═══ Material for this task ═══

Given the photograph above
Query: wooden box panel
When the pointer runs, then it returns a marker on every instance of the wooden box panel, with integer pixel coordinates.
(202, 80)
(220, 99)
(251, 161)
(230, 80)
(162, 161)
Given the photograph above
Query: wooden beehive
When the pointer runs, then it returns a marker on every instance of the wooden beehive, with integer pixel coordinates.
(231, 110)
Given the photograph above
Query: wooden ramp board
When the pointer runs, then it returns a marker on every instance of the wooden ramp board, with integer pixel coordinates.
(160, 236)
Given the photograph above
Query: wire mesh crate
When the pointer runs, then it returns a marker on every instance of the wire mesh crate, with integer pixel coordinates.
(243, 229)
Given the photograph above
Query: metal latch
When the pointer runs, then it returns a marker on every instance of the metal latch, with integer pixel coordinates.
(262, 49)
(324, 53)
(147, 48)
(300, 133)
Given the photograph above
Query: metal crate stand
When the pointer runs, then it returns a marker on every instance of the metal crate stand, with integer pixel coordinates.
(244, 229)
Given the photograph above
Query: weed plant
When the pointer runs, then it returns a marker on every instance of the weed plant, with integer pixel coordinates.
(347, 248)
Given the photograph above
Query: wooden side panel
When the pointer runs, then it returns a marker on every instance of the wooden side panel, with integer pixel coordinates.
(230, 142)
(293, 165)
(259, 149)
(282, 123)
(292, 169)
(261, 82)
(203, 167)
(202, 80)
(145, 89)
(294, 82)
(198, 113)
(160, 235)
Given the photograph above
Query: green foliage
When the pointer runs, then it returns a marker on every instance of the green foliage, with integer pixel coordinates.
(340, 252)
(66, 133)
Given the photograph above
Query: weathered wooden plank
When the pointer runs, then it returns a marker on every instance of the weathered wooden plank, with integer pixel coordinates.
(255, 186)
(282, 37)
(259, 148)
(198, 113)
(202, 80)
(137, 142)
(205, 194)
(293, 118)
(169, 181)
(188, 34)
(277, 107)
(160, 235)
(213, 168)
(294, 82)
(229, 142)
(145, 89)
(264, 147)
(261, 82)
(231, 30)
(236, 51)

═══

## Task:
Extract every line of the material above that contains the string "coordinates", matching case exactly.

## Task result:
When the pointer runs, then it returns a marker on every instance of the wooden box panel, with integer pixel coordinates.
When the pointer runs, then it returns a marker on every instance of the wooden beehive, with integer pixel coordinates.
When the pointer runs, then it returns a marker on every instance of the wooden ramp board, with integer pixel coordinates.
When the pointer runs, then it returns a marker on every instance of the wire mesh crate, with integer pixel coordinates.
When the pointer runs, then it returns a marker on every instance of the metal latch, with integer pixel coordinates.
When the pointer runs, then it returns a marker on every instance of the metal crate stand, with integer pixel coordinates.
When the pointer runs, then it returns a marker on every instance of the weed plant, with integer pixel coordinates.
When the pointer runs, then it returns a marker on every instance of the wooden side panel, with integer pixel coordinates.
When the pointer runs, then it returns a marker on every instance of the green foliage, with integer pixel coordinates.
When the pointer runs, then it returns a marker on every instance of the weathered wooden plank, with integer pixel coordinates.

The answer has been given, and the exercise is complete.